-- start Supplied data --
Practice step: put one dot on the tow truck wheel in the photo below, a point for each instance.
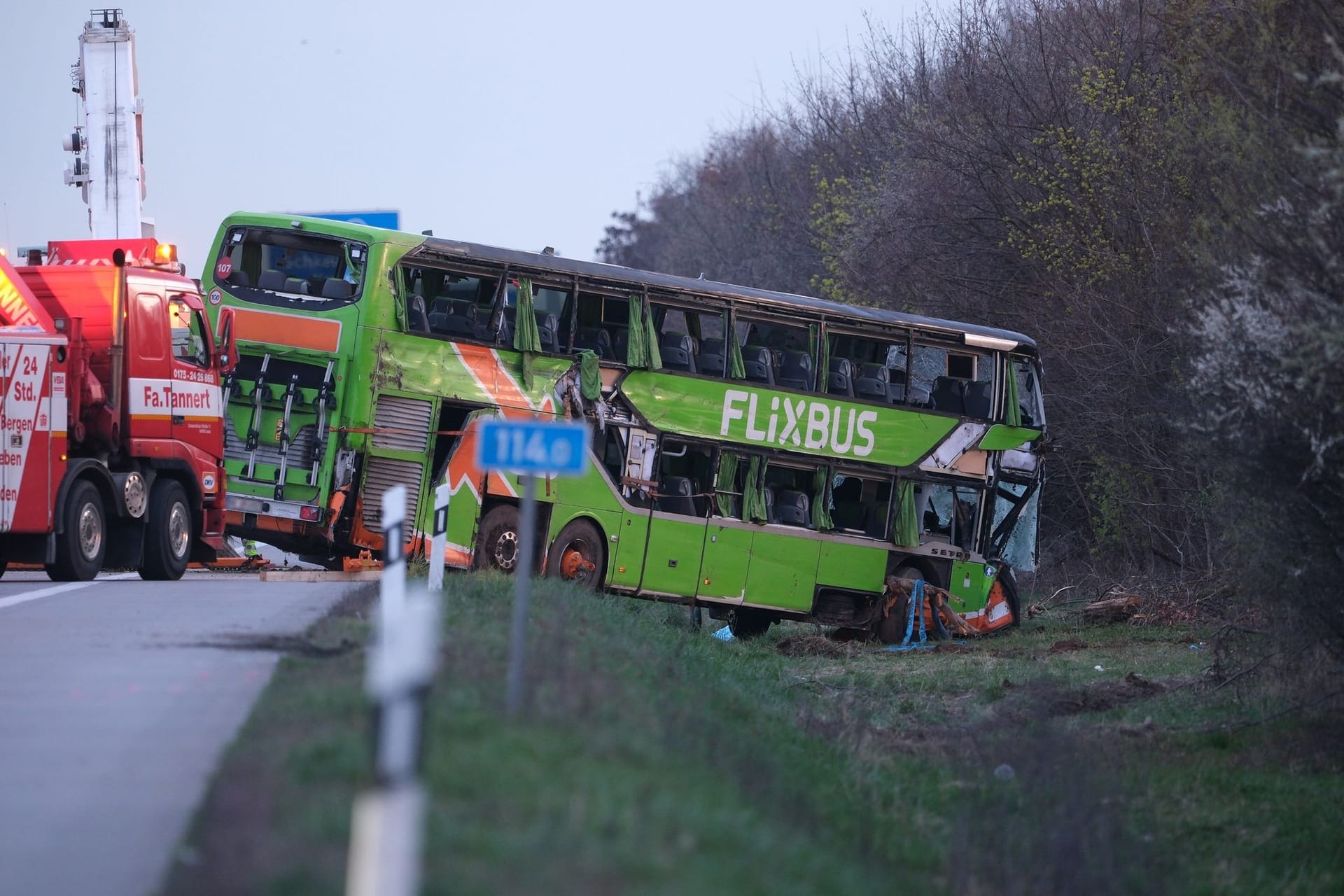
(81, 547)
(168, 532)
-- end Supplied data --
-- start Supplied data --
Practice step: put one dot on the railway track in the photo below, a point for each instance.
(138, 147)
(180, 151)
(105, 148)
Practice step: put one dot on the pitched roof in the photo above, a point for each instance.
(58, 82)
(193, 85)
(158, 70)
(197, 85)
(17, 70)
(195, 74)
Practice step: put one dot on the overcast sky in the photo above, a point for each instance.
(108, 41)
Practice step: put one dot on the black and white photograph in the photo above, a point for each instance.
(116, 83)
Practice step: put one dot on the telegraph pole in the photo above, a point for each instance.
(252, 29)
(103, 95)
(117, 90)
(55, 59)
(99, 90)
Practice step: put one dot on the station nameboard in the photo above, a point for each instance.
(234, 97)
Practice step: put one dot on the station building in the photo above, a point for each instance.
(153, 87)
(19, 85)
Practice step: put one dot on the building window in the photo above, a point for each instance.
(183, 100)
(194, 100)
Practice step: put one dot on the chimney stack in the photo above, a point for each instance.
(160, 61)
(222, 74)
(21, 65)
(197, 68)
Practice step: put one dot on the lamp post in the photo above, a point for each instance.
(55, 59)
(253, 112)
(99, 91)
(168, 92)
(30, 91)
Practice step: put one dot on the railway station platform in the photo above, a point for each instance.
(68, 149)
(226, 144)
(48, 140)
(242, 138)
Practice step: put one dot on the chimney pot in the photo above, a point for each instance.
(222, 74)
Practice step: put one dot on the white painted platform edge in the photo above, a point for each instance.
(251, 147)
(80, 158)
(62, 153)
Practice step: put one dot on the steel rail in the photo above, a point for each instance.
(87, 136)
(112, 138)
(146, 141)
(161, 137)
-- end Supplied data --
-- start Supplied data --
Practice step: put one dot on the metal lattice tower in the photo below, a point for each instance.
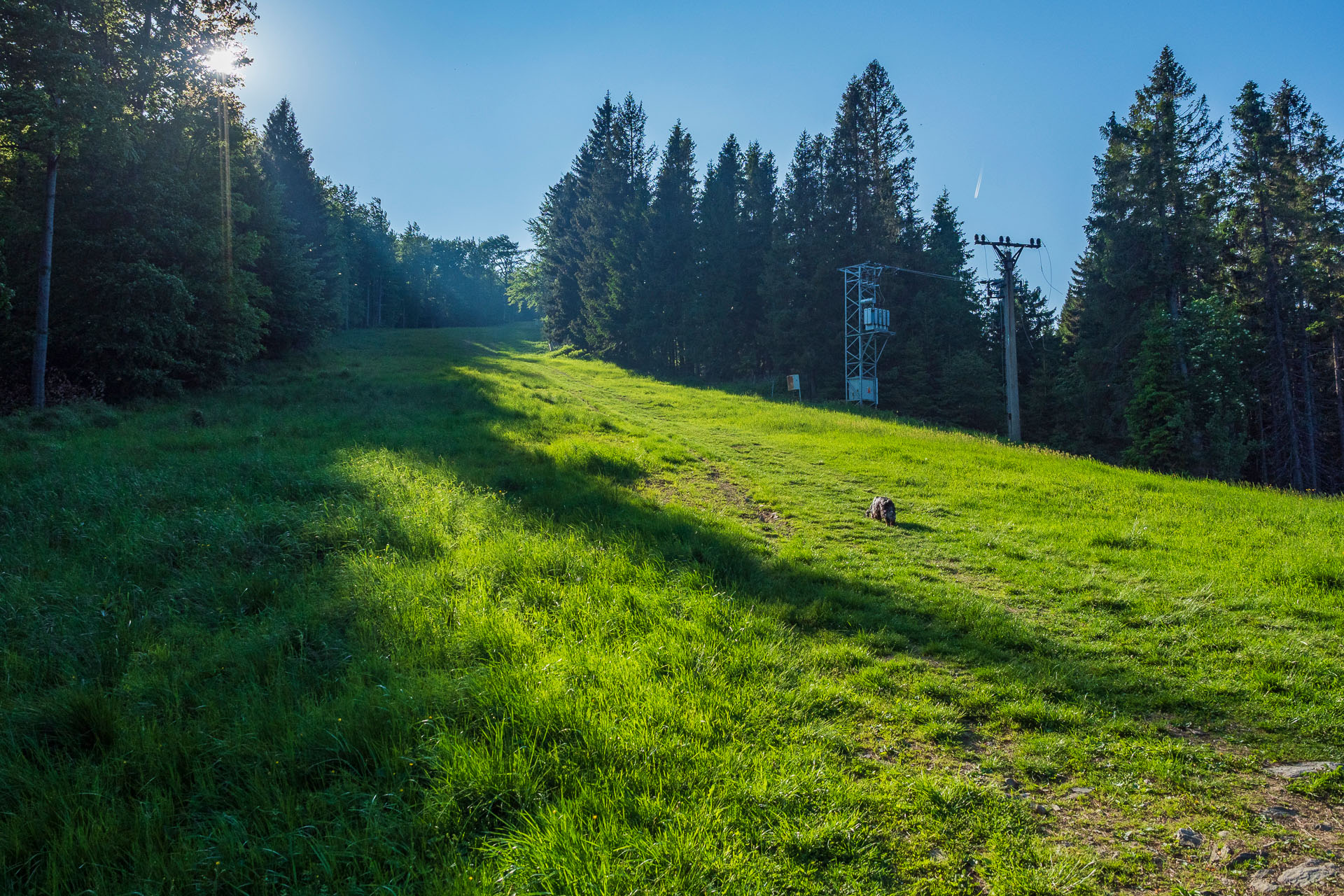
-- end Supplied data --
Written problem
Please state how many lines in the records above contain the string "platform". Give only the number.

Solution for this task
2